- WRITTEN INSTRUCTION
Report every line in the records below that contains the string "QUERY", copying each such line in full.

- INFORMATION PROVIDED
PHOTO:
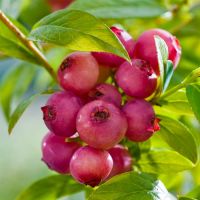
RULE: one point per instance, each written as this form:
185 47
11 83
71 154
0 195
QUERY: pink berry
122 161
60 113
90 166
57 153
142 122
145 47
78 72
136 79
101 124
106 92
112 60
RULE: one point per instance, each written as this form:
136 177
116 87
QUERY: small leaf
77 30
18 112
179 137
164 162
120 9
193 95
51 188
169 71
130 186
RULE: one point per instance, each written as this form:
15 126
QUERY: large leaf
* * *
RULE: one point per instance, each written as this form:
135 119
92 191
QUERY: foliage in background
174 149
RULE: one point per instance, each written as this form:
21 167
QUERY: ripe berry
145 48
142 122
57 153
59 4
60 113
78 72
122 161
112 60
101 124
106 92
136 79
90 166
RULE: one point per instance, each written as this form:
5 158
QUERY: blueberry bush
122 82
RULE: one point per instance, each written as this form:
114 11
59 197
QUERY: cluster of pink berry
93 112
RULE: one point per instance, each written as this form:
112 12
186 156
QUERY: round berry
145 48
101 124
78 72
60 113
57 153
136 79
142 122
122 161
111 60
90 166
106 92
* * *
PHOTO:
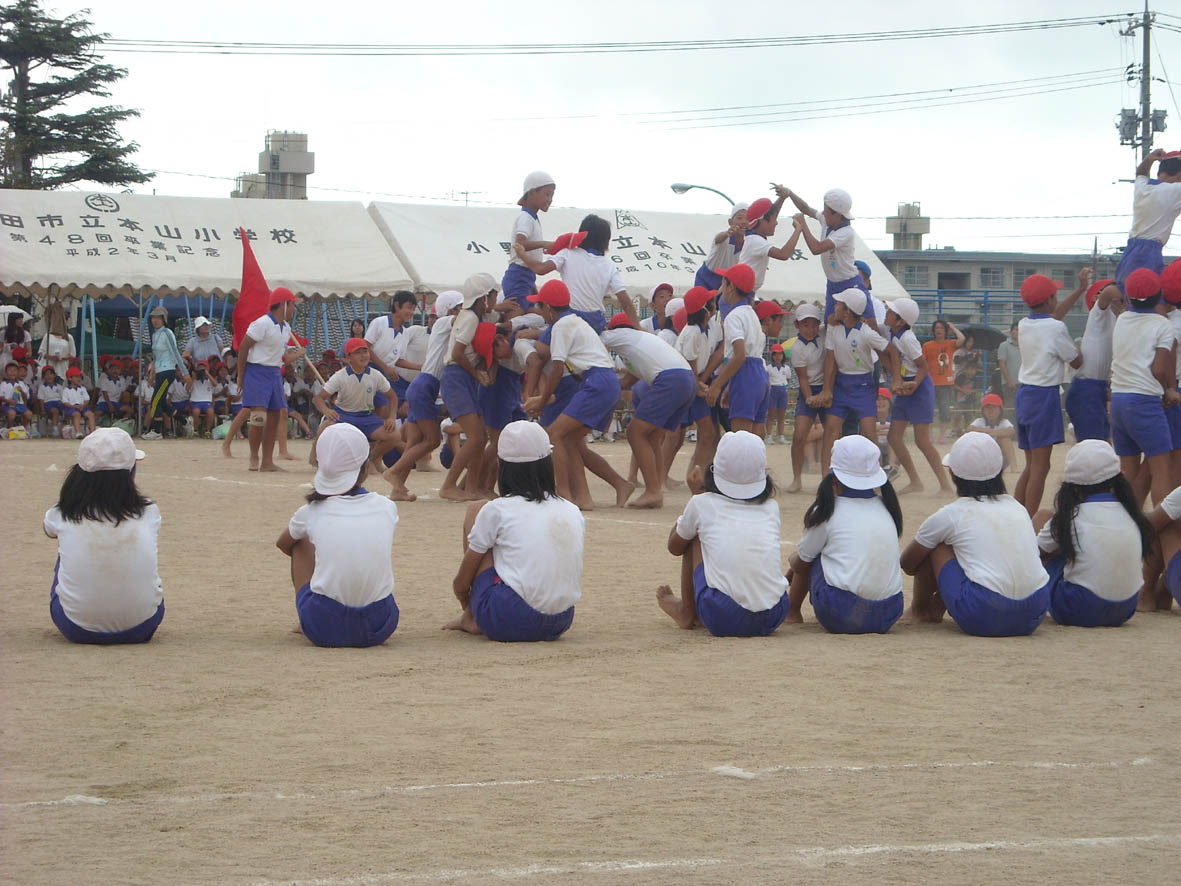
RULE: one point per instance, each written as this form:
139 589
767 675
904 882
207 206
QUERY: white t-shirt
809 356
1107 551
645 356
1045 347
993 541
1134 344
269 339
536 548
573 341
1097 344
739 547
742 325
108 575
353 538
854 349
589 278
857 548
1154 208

- IN RESPONSE
QUERY: pink berry
QUERY: small leaf
QUERY: large leaf
QUERY: foliage in background
QUERY: ripe berry
QUERY: blueberry bush
QUERY: cluster of pink berry
QUERY: round berry
QUERY: white t-shirt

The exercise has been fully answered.